▸ **PROVIDED PASSAGE**:
..............................

- Theatrical release poster
- Directed by: John Frankenheimer
- Written by: Ehren Kruger
- Produced by: Marty Katz; Bob Weinstein; Chris Moore;
- Starring: Ben Affleck; Gary Sinise; Charlize Theron;
- Cinematography: Alan Caso
- Edited by: Antony Gibbs; Michael Kahn;
- Music by: Alan Silvestri
- Production company: Dimension Films
- Distributed by: Miramax Films
- Release date: February 25, 2000;
- Running time: 104 minutes
- Country: United States
- Language: English
- Budget: $42 million
- Box office: $32.2 million

= Reindeer Games =

2000 film by John Frankenheimer

Reindeer Games (also released under the title Deception) is a 2000 American action thriller film directed by John Frankenheimer, written by Ehren Kruger, and starring Ben Affleck, Gary Sinise and Charlize Theron. The plot centers on an ex-convict (Affleck) who assumes his deceased cellmate's identity and becomes entangled in a heist targeting a casino in Michigan's Upper Peninsula.

..............................

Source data
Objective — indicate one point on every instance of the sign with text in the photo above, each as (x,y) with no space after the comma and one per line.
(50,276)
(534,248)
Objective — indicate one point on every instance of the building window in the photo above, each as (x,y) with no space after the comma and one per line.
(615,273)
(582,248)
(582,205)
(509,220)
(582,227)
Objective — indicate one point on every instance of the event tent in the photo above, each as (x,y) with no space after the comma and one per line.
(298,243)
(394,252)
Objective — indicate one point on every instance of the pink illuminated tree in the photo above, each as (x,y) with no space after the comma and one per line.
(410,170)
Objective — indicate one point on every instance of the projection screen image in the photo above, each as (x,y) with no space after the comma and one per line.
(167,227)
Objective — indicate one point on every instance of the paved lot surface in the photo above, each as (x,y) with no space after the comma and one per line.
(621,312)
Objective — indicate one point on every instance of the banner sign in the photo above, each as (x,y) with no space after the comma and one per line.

..............................

▸ **TASKS AND EXERCISES**:
1/ Reproduce the passage about the film Reindeer Games word for word, from "Reindeer Games (also" to "Michigan's Upper Peninsula.".
2/ Output the entries from the line with "Objective — indicate one point on every instance of the building" through the last line of the entries as a numbered list, omitting any blank lines.
The text and the entries come from unrelated sources.

▸ **LIST OF SOLUTIONS**:
1/
Reindeer Games (also released under the title Deception) is a 2000 American action thriller film directed by John Frankenheimer, written by Ehren Kruger, and starring Ben Affleck, Gary Sinise and Charlize Theron. The plot centers on an ex-convict (Affleck) who assumes his deceased cellmate's identity and becomes entangled in a heist targeting a casino in Michigan's Upper Peninsula.

2/
1. Objective — indicate one point on every instance of the building window in the photo above, each as (x,y) with no space after the comma and one per line.
2. (615,273)
3. (582,248)
4. (582,205)
5. (509,220)
6. (582,227)
7. Objective — indicate one point on every instance of the event tent in the photo above, each as (x,y) with no space after the comma and one per line.
8. (298,243)
9. (394,252)
10. Objective — indicate one point on every instance of the pink illuminated tree in the photo above, each as (x,y) with no space after the comma and one per line.
11. (410,170)
12. Objective — indicate one point on every instance of the projection screen image in the photo above, each as (x,y) with no space after the comma and one per line.
13. (167,227)
14. Objective — indicate one point on every instance of the paved lot surface in the photo above, each as (x,y) with no space after the comma and one per line.
15. (621,312)
16. Objective — indicate one point on every instance of the banner sign in the photo above, each as (x,y) with no space after the comma and one per line.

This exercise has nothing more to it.